Please quote every one of the rows below verbatim, keeping each line unchanged and in its original order.

● **Excerpted data**:
>> START
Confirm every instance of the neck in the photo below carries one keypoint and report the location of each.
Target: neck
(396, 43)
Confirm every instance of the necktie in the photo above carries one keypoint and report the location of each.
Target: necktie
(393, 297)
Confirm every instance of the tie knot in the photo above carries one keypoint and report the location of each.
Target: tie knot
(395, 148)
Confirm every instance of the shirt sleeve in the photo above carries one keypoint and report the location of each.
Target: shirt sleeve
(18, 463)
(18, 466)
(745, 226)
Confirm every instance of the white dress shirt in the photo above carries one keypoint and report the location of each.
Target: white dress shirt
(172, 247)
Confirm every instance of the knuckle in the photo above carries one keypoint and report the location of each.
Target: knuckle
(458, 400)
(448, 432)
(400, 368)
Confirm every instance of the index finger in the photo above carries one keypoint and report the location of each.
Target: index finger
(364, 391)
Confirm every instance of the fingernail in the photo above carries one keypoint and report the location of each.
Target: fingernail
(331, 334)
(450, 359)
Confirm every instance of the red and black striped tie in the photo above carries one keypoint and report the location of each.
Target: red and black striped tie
>> END
● **Task answer**:
Confirm every instance of the neck in the photo below carries one keypoint and report the location of each.
Target: neck
(396, 43)
Confirm every instance of the necktie in the photo above carries one keypoint and report the location of each.
Target: necktie
(393, 297)
Confirm every instance of the tie knot in the photo above carries one keypoint and report the location of each.
Target: tie knot
(395, 148)
Confirm every instance of the shirt sleeve in the photo above carries one keypoint and report the location of each.
Target: shirt sleeve
(18, 463)
(18, 466)
(745, 226)
Confirm every instance of the white dress shirt in the photo above carries one keypoint and report the location of each.
Target: white dress shirt
(172, 247)
Confirm every instance of the knuckle in the photo above carries one keypoint and report the location of each.
Target: knuckle
(458, 400)
(448, 432)
(400, 368)
Confirm every instance of the index finger in the photo above carries one keypoint and report the location of each.
Target: index finger
(364, 391)
Confirm every instance of the fingernail in the photo above carries one keypoint and report the location of each.
Target: fingernail
(331, 334)
(450, 359)
Confirm every instance of the red and black striped tie in the photo above carries one keypoint and report the location of each.
Target: red and black striped tie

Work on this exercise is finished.